### What to work on
Show each line of the listing below that contains the word "asphalt".

— Start of Source data —

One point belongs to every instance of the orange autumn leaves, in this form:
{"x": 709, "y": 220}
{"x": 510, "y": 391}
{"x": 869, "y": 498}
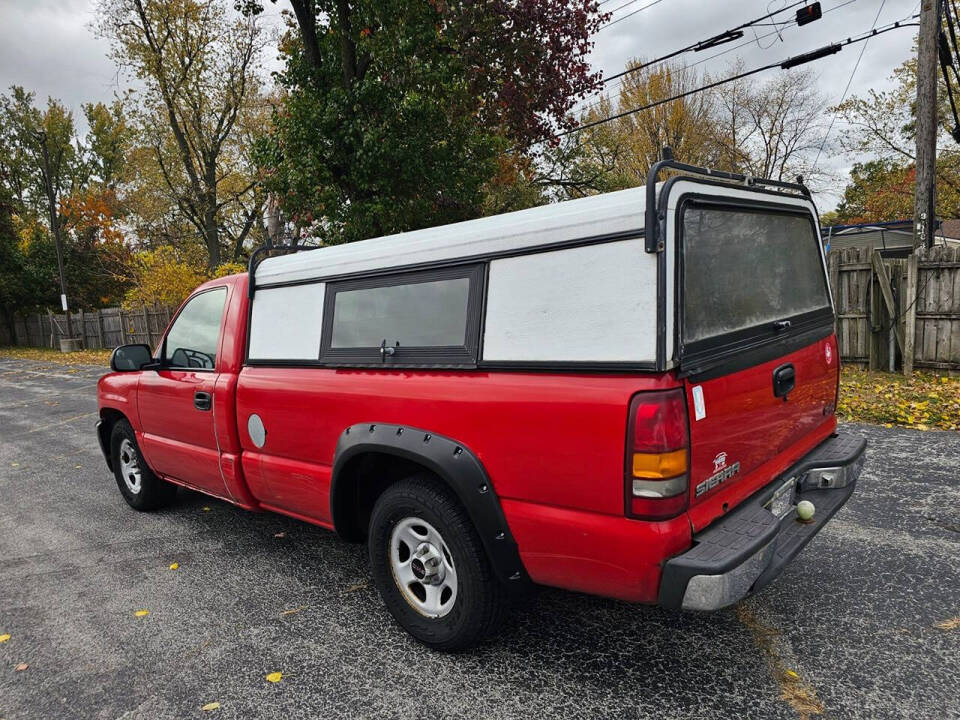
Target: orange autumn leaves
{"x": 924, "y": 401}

— End of Source data —
— Start of Source data —

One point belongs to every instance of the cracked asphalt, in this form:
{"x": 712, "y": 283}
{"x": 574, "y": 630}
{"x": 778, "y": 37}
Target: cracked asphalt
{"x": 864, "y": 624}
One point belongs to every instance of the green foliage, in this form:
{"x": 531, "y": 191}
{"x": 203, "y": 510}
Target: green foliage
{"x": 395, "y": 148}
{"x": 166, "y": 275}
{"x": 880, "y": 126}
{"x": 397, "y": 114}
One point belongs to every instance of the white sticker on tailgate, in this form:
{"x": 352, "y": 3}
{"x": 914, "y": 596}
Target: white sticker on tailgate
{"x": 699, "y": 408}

— End of Source data —

### Exercise solution
One point belongs to every instance of the cracked asphalt, in this form:
Target: cracked asphalt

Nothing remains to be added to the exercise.